#### [Consigne 1]
D'après le texte de la page, à partir de quelles œuvres Katie Mitchell a-t-elle conçu TRAUERNACHT ?
#### [Consigne 2]
Relevez toutes les personnes nommées dans le texte de la page.
#### [Consigne 3]
Dans le texte de la page, recopiez tout ce qui va de « IL FAUT TOUJOURS » jusqu'à « Katie Mitchell (1964). », en substituant « spectateur » à « lecteur ».

#### [Texte de la page]
==========
ALCINA, musique Georg Friedrich händel, mise en scène Katie Mitchell, scénographie Chloé Lamford, Festival d’Aix-en-Provence, 2015. Photo Patrick Berger/ artcomart.
Article publié pour le numéro
126 – 127

IL FAUT TOUJOURS se méfier des super­lat­ifs. Exercer un regard cri­tique, c’est analyser, pren­dre dis­tance. Pour moi, ce sera tou­jours avant tout faire partager l’émotion ressen­tie, et engager le lecteur, l’interlocuteur, l’ami, à aller voir…
Pas de réserve donc ici pour avancer qu’avec cette ALCINA, j’ai eu le sen­ti­ment de la ren­con­tre magis­trale de deux immenses artistes : Georg Friedrich Hän­del (1685 – 1759) et Katie Mitchell (1964).
Avec TRAUERNACHT créé au fes­ti­val d’Aix-en- Provence en 20141, Mitchell avait réus­si un boulever­sant tra­vail de mise en scène à par­tir d’extraits de can­tates de Jean-Sébastien Bach. Elle avait imag­iné à par­tir de celles-ci une nar­ra­tion théâ­trale, une sorte de réc­it, où appa­rais­saient une famille, un père et ses enfants. Les chanteurs incar­naient ces per­son­nages sans ajouts d’autres textes et réus­sis­saient à faire partager par la musique et les rela­tions qu’ils tis­saient entre eux la dimen­sion méta­physique de la mort.
Avec ALCINA, la trame nar­ra­tive existe. La force de la mise en scène sera de lui don­ner une dimen­sion con­tem­po­raine, réal­iste, sans évac­uer les élé­ments oniriques et mag­iques con­tenus dans le livret. Comme sou­vent à l’opéra, celui-ci n’est pas d’un intérêt con­sid­érable (dans un entre­tien Katie Mitchell le con­sid­ère même avec humour de « ridicu­lous » et décousu). La met­teure en scène va davan­tage s’appuyer sur la beauté de la musique et les émo­tions qu’elle fait naître pour dévelop­per son pro­pre réc­it.
==========
#### [Données enregistrées]
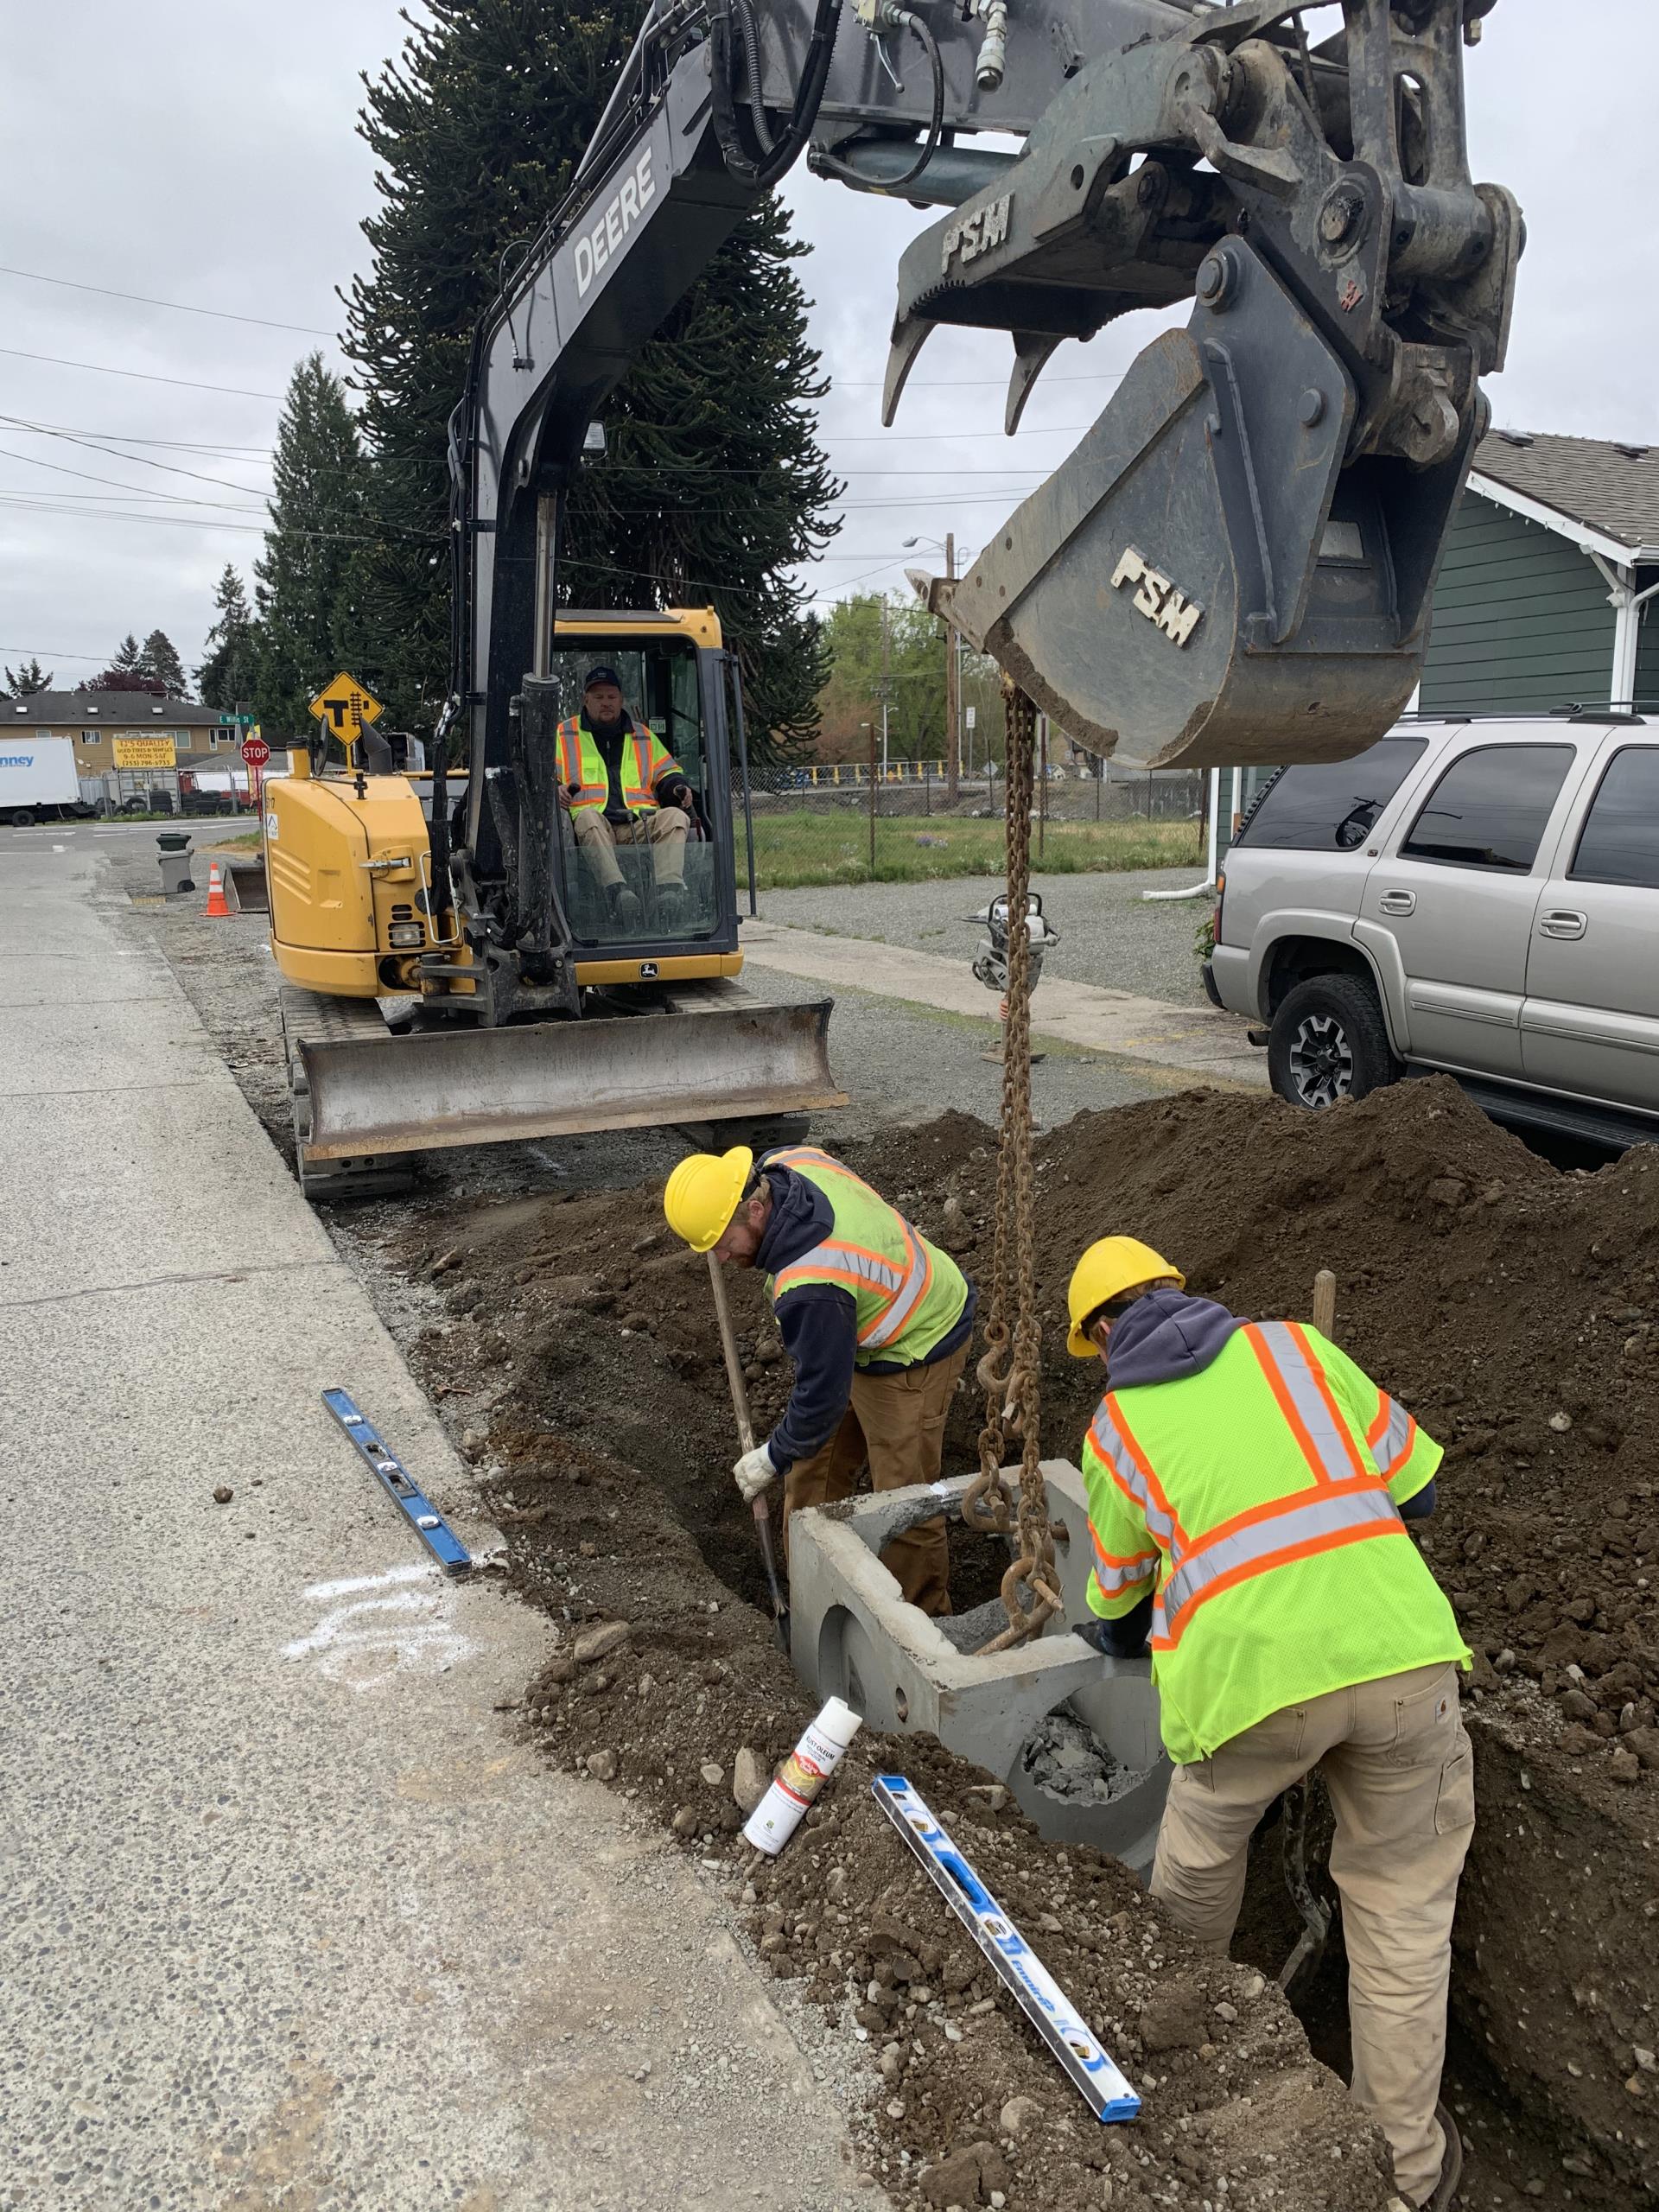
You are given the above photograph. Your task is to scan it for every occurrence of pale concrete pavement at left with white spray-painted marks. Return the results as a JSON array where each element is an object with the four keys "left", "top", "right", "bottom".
[{"left": 0, "top": 841, "right": 872, "bottom": 2212}]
==========
#### [Réponse finale 1]
À partir d'extraits de cantates de Jean-Sébastien Bach.

#### [Réponse finale 2]
Georg Friedrich Händel, Katie Mitchell, Chloé Lamford, Patrick Berger, Jean-Sébastien Bach

#### [Réponse finale 3]
IL FAUT TOUJOURS se méfier des super­lat­ifs. Exercer un regard cri­tique, c’est analyser, pren­dre dis­tance. Pour moi, ce sera tou­jours avant tout faire partager l’émotion ressen­tie, et engager le spectateur, l’interlocuteur, l’ami, à aller voir…
Pas de réserve donc ici pour avancer qu’avec cette ALCINA, j’ai eu le sen­ti­ment de la ren­con­tre magis­trale de deux immenses artistes : Georg Friedrich Hän­del (1685 – 1759) et Katie Mitchell (1964).